Our new scheme for version identifiers comes from the discrete log problem. The version identifier of an empty repository is always the identity element $1$, and applying a change with hash $h$ on top of version $V = e^{v}$ is $V^h = e^{v\cdot h}$.

Now, because getting from $V$ to the exponent $v$ is hard (at least for a classical computer), forging a version identity is hard, since we would need to generate hashes whose multiplication is $v$, without even knowing what $v$ is.

I don’t think this scheme is robust to quantum algorithms, though: if you can find $v$ easily, it seems you can solve linear equations on a vector space based on the multiplicative group over $\mathbb N$, and $\mathbb Z/2\mathbb Z$ as the scalars.

New protocol

The last thing I want to talk about today is the new protocol. First, Pijul can work without a central server, and our central hosting service does not need to be open source for that (thanks for asking, and even more thanks for reading my countless previous answers before asking).

● **Supplied data**
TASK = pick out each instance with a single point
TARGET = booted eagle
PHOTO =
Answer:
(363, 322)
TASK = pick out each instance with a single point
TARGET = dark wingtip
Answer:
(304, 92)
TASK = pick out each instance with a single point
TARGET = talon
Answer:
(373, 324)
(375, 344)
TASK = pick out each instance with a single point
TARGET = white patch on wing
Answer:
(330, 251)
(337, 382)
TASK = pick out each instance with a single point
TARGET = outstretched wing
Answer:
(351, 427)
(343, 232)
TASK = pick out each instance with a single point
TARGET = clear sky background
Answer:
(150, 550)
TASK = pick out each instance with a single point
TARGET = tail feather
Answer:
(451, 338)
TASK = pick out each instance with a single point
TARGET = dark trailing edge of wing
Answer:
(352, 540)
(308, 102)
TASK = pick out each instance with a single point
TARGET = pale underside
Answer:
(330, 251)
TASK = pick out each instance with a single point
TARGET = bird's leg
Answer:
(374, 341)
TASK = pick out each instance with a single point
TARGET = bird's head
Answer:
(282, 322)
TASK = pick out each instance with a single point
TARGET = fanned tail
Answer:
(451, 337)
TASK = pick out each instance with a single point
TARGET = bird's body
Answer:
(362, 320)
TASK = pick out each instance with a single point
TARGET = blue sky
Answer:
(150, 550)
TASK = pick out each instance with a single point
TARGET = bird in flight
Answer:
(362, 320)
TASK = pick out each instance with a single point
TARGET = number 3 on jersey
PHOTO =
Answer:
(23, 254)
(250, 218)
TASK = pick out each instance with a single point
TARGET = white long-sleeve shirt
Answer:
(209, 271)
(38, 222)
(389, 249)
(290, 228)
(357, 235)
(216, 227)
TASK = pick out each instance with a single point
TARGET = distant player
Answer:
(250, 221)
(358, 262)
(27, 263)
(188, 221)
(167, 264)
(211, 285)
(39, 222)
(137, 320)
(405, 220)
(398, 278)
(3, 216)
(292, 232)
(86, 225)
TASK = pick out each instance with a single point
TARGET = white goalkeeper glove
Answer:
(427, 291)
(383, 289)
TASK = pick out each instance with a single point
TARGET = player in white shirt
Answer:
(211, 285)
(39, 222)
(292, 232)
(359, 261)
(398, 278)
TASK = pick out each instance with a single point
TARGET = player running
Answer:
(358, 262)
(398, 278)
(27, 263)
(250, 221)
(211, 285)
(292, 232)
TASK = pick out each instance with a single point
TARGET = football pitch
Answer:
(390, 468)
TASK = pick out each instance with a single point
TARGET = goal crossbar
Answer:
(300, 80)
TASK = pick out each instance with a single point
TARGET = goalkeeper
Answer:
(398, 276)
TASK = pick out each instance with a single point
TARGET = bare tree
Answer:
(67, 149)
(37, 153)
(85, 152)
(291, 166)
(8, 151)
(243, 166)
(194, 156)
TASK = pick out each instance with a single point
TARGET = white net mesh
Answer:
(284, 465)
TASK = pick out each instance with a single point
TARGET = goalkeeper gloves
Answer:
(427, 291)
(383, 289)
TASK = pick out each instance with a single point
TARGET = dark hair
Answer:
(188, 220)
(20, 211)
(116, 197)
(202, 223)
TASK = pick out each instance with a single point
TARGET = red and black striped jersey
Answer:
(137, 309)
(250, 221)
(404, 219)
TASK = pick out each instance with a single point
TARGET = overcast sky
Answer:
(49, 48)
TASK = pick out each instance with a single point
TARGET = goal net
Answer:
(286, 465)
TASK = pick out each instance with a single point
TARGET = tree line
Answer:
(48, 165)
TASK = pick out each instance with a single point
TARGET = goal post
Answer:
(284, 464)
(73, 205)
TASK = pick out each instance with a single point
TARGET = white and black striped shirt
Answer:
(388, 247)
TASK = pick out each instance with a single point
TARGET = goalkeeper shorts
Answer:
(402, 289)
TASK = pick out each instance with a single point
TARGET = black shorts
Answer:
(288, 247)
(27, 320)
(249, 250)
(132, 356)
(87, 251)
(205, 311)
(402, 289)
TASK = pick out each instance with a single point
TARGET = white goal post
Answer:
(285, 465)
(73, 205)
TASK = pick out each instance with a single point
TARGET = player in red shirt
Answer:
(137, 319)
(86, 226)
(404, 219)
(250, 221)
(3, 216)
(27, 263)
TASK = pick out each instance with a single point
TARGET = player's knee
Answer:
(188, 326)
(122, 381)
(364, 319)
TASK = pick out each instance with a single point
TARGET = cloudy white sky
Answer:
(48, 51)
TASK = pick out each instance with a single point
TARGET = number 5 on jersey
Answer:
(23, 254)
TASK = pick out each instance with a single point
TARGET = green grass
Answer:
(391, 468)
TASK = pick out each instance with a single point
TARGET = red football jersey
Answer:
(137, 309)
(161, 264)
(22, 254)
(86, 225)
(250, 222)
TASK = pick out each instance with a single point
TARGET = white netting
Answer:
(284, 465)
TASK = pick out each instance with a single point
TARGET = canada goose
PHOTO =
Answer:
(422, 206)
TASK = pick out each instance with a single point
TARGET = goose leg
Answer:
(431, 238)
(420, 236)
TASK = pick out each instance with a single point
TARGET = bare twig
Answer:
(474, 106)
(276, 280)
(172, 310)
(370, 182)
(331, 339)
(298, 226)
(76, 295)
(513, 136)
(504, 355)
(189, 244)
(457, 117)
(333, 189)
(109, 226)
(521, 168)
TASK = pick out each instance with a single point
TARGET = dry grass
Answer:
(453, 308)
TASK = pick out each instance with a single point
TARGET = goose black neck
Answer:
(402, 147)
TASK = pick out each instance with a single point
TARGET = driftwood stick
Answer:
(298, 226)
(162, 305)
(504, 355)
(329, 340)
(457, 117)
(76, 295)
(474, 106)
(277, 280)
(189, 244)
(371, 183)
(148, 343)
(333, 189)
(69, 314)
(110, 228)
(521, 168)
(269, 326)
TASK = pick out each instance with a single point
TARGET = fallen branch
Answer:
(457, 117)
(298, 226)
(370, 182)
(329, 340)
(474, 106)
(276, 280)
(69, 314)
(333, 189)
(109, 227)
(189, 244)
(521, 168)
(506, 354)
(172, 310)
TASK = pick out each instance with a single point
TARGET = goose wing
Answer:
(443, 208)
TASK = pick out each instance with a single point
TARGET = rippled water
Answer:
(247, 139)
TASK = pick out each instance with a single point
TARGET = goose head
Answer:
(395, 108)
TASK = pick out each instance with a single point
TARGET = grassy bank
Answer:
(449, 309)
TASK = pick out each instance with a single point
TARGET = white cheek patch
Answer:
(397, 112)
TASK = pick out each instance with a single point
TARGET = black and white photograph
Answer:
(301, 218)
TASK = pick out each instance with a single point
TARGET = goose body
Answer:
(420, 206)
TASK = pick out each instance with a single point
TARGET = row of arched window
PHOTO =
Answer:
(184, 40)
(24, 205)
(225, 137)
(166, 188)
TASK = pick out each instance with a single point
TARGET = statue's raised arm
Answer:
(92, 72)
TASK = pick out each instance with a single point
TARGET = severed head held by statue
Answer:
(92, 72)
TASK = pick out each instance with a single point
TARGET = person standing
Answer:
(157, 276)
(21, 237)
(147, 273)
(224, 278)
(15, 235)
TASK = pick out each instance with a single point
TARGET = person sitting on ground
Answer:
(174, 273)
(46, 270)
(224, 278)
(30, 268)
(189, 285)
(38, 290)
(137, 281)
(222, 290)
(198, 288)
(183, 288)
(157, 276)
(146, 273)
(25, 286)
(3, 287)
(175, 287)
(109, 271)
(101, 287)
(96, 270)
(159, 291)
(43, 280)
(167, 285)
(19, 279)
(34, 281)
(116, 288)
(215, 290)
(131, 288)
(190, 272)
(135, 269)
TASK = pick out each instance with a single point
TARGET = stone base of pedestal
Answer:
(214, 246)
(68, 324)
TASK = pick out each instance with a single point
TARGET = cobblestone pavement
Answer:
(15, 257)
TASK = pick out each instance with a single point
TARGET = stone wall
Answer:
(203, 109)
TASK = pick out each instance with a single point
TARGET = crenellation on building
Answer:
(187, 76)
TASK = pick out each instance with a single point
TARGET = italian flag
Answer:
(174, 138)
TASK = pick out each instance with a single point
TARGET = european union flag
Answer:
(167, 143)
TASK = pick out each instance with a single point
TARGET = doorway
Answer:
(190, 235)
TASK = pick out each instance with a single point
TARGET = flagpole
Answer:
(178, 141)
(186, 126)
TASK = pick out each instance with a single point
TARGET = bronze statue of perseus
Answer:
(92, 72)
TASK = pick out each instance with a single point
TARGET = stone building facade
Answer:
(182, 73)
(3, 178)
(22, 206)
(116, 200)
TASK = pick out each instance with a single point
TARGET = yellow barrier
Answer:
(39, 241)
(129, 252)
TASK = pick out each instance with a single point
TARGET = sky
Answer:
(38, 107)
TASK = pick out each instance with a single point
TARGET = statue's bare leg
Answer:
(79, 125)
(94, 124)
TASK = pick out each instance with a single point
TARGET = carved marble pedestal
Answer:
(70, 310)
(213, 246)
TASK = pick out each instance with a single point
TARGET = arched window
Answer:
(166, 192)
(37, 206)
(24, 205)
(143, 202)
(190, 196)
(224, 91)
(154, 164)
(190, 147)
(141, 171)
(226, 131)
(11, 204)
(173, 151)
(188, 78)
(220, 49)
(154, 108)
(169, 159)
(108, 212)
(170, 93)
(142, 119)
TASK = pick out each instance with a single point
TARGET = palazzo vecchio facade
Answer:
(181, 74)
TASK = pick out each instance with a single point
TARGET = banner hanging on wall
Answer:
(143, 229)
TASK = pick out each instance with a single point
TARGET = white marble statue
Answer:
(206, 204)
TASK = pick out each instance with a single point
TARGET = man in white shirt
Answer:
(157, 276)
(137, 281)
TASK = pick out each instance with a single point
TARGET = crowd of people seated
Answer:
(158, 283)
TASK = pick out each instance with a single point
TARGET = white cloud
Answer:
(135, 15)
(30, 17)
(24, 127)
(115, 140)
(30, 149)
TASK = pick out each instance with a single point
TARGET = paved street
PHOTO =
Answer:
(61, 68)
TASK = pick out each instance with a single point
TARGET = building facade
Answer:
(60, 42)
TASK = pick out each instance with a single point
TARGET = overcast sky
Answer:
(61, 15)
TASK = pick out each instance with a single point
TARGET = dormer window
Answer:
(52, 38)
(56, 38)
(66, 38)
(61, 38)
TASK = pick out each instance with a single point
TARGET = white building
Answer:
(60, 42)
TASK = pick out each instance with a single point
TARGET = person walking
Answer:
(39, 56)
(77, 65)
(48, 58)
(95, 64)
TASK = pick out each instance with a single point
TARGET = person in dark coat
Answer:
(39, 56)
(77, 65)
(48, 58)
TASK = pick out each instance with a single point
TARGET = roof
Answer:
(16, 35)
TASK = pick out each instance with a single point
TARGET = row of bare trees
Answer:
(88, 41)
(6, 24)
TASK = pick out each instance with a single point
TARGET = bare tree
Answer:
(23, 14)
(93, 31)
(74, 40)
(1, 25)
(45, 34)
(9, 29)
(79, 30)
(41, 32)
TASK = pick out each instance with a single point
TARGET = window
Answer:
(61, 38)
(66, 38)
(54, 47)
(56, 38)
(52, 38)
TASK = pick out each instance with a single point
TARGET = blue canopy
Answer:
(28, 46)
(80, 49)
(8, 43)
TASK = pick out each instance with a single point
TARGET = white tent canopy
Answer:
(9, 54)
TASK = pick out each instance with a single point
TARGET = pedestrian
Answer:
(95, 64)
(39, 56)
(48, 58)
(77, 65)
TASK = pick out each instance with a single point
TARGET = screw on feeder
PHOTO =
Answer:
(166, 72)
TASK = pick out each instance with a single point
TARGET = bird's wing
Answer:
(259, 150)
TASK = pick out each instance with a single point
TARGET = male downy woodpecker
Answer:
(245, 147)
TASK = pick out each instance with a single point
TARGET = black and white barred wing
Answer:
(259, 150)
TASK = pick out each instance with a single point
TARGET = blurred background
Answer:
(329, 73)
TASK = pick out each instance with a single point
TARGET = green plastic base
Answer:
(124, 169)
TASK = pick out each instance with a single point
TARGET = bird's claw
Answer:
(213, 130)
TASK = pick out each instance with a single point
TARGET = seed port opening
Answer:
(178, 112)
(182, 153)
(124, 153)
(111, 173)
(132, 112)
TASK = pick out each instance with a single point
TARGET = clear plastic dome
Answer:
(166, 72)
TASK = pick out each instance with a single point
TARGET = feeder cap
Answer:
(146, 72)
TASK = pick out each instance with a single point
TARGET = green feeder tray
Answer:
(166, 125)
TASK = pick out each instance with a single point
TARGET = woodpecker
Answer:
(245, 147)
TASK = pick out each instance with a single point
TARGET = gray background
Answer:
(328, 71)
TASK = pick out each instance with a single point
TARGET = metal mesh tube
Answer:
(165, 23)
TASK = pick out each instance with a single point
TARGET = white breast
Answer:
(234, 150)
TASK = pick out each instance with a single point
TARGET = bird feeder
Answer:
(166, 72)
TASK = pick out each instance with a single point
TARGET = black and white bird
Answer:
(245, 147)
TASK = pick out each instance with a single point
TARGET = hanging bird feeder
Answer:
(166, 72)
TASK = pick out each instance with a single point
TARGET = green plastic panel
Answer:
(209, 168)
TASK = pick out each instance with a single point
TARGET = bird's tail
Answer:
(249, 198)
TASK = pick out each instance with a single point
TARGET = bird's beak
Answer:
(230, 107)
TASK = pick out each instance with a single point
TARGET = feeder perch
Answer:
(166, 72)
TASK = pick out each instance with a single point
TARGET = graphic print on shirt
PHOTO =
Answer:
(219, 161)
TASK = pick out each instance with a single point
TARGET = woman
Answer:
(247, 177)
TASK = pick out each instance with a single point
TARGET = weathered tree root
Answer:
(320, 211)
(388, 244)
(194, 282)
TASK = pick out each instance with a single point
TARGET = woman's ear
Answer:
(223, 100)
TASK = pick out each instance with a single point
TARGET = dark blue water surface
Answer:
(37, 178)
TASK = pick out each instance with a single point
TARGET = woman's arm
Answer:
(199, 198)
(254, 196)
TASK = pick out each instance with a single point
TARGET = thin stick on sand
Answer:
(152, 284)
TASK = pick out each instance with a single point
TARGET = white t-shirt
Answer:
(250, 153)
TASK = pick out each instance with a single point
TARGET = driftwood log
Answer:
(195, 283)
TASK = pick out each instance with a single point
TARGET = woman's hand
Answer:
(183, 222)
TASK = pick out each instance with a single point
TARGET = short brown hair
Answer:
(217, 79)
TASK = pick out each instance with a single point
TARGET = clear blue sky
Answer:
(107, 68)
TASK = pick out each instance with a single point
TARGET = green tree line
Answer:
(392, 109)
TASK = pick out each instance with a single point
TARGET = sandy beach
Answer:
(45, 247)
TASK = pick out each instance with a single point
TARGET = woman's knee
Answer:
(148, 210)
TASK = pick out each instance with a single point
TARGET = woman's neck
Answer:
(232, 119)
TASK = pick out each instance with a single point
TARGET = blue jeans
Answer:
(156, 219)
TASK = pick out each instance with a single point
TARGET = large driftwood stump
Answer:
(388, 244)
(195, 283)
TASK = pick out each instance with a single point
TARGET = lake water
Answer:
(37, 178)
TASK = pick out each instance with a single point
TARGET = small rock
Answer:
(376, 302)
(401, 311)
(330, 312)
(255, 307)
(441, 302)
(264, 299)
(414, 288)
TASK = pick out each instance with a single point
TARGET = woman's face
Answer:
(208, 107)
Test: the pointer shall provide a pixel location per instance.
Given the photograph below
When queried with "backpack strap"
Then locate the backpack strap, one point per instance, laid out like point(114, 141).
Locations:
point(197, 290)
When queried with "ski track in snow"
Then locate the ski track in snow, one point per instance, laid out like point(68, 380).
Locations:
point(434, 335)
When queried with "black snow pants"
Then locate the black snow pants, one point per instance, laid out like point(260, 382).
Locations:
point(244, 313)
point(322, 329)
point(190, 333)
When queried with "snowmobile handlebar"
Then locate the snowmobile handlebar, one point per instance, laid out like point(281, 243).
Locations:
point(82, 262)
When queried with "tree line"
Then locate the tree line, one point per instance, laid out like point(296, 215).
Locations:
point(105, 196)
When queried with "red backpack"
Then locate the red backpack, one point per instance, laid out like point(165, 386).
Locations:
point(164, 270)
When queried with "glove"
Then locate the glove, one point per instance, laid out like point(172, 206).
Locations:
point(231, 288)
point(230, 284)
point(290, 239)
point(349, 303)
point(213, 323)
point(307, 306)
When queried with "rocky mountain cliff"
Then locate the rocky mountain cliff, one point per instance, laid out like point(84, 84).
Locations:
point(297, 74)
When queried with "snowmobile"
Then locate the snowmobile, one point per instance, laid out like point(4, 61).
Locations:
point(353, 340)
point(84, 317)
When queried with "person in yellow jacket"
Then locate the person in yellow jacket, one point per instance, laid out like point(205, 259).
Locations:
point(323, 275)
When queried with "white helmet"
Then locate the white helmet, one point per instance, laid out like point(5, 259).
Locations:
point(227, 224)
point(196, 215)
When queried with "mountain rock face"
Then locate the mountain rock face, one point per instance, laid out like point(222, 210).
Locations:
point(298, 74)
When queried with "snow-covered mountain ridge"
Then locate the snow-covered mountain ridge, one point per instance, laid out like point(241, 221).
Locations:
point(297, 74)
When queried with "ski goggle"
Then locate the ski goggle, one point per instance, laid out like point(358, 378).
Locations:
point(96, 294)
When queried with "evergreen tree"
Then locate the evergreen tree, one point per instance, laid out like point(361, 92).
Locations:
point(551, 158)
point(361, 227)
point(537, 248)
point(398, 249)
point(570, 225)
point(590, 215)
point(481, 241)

● **Activity**
Answer these questions from the text on Pijul's version identifiers.
1. What is the version identifier of an empty repository?
2. From which problem does the new scheme for version identifiers come?
3. Does Pijul need a central server in order to work?

● **Written solution**
1. It is always the identity element 1.
2. It comes from the discrete log problem.
3. No, Pijul can work without a central server.